Face sentiu isso na pele tatuada. Depois de reclamações contra os seus versos incendiários, a polícia dobrou o número de homens vigiando os seus shows, e um documentário da TV estatal tentou demonizar sua imagem, um tiro que talvez tenha errado o alvo, fazendo dele uma das vozes mais ouvidas da sua geração.

"É uma época de ascensão do rap e do hip-hop, com artistas que se tornaram bem populares cantando sobre como cresceram nas quebradas, vieram de famílias pobres e sobre como fizeram coisas erradas e agora são ricos, usam drogas e vivem rodeados de mulheres", resume Boris Barabanov, crítico do jornal Kommerstant.

"Todos seguem aquela ideia de ser meio do mal, mas são bonzinhos quando querem."

□ □ □ □

> **Perguntas a responder**
A – Responda às perguntas abaixo sobre o texto a respeito de Face.
(i) O que a polícia fez depois das reclamações contra os versos de Face?
(ii) Que televisão produziu o documentário que tentou demonizar a imagem de Face?
(iii) Segundo Boris Barabanov, de que tipo de famílias vieram os artistas que se tornaram populares?
B – Transcreva do texto sobre Face o trecho que começa em "Face sentiu isso" e termina em "da sua geração.".

□ □ □ □

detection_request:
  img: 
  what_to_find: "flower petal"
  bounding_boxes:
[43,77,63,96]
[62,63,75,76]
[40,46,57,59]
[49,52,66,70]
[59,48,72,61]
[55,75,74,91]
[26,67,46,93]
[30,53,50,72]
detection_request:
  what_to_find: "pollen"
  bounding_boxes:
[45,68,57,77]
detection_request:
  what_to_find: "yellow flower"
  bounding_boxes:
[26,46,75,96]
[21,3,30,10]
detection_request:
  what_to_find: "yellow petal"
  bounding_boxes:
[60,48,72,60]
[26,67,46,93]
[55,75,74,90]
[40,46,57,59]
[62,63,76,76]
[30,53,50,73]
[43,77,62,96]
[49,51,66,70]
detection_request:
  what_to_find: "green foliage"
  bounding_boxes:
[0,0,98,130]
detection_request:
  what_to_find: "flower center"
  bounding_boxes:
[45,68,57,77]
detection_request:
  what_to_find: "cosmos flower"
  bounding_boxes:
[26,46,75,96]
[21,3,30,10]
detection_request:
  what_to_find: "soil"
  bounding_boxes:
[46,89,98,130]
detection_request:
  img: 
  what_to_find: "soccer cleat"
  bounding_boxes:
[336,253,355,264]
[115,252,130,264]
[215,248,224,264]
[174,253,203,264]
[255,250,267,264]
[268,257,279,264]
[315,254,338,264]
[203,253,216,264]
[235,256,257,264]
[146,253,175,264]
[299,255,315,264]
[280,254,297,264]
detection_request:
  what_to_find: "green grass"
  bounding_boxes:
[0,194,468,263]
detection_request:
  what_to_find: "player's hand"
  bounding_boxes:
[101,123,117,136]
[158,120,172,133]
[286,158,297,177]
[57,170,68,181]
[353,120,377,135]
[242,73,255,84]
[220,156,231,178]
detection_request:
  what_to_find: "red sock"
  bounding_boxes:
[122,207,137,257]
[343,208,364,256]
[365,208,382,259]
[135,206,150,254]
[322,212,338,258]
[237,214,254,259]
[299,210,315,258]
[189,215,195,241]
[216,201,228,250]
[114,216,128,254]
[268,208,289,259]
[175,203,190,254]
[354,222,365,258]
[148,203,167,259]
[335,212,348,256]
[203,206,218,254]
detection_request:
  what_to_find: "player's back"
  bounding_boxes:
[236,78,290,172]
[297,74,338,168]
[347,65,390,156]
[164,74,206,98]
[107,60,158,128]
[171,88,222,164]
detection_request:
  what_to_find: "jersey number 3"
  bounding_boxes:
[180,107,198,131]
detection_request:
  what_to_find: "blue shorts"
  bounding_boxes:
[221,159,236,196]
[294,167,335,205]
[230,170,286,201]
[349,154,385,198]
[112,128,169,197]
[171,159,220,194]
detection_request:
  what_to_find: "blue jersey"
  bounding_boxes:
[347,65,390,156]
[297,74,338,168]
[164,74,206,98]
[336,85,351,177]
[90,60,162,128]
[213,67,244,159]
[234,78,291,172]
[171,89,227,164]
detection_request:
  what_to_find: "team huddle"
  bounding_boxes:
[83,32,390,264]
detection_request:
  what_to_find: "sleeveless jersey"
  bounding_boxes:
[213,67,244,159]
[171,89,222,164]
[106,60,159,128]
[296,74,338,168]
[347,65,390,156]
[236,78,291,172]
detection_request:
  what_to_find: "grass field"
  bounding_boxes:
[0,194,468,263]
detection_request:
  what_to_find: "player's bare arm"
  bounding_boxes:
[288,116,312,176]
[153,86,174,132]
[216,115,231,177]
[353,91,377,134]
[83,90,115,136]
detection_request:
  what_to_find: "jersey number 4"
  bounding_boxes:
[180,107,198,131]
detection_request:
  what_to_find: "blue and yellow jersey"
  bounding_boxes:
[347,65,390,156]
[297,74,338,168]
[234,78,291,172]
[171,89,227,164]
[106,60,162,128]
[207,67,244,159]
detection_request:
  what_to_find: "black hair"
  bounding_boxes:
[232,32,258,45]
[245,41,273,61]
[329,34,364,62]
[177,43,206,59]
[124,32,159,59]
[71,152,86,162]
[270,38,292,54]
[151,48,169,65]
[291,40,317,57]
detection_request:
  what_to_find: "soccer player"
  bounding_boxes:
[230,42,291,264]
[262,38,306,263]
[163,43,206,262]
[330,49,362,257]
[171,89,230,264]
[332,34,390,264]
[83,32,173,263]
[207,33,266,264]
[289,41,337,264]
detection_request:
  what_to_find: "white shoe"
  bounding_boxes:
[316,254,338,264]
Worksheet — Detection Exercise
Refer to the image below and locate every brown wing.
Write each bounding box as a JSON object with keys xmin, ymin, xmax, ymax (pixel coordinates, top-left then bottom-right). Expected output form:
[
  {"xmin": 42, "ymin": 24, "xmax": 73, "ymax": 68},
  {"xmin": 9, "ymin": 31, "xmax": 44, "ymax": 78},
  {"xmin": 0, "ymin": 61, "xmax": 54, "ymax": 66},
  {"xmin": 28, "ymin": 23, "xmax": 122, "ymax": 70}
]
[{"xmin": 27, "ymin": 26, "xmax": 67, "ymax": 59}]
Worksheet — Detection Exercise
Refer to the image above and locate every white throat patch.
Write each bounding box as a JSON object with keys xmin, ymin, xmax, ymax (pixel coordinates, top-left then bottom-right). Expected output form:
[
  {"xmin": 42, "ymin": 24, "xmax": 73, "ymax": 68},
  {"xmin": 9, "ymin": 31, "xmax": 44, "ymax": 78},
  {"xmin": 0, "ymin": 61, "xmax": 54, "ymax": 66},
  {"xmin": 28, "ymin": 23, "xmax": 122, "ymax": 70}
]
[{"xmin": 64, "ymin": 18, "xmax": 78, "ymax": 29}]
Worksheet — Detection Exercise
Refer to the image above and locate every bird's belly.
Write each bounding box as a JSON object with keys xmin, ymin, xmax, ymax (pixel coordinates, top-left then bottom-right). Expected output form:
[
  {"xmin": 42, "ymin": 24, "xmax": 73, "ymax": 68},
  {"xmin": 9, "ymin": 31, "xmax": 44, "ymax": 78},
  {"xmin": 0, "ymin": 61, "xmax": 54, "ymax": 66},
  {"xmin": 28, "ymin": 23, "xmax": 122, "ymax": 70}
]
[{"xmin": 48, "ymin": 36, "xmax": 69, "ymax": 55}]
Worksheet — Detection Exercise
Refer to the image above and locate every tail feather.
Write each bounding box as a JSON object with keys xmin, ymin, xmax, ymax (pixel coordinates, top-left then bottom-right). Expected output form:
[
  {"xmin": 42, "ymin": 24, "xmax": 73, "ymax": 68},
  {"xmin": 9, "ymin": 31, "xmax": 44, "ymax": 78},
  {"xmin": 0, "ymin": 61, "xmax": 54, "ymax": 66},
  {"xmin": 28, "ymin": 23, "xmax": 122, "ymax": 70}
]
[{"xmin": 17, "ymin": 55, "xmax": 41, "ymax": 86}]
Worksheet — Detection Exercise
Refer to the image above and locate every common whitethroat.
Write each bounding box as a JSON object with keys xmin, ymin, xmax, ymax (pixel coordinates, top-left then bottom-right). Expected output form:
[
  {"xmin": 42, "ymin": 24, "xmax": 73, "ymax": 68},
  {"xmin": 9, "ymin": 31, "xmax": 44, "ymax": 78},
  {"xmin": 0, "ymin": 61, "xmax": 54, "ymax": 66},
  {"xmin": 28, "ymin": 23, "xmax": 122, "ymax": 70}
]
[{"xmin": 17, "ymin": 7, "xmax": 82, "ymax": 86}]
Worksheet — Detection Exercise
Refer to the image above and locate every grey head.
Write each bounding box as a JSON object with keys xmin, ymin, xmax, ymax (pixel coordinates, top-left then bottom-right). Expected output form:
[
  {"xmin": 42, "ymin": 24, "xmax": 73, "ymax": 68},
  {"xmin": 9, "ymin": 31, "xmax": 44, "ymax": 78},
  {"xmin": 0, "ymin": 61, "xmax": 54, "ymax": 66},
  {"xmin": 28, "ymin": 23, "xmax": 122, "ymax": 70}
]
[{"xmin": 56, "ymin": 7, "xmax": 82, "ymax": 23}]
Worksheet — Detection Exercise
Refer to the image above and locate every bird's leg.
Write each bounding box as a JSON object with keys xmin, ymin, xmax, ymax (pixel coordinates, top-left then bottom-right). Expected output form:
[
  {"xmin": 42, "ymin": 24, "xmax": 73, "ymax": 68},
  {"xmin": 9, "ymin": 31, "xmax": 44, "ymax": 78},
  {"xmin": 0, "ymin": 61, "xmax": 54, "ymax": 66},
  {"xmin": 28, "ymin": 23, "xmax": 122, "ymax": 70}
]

□ □ □ □

> **Resultados do exercício**
A –
(i) Dobrou o número de homens vigiando os shows dele.
(ii) A TV estatal.
(iii) De famílias pobres.

B –
Face sentiu isso na pele tatuada. Depois de reclamações contra os seus versos incendiários, a polícia dobrou o número de homens vigiando os seus shows, e um documentário da TV estatal tentou demonizar sua imagem, um tiro que talvez tenha errado o alvo, fazendo dele uma das vozes mais ouvidas da sua geração.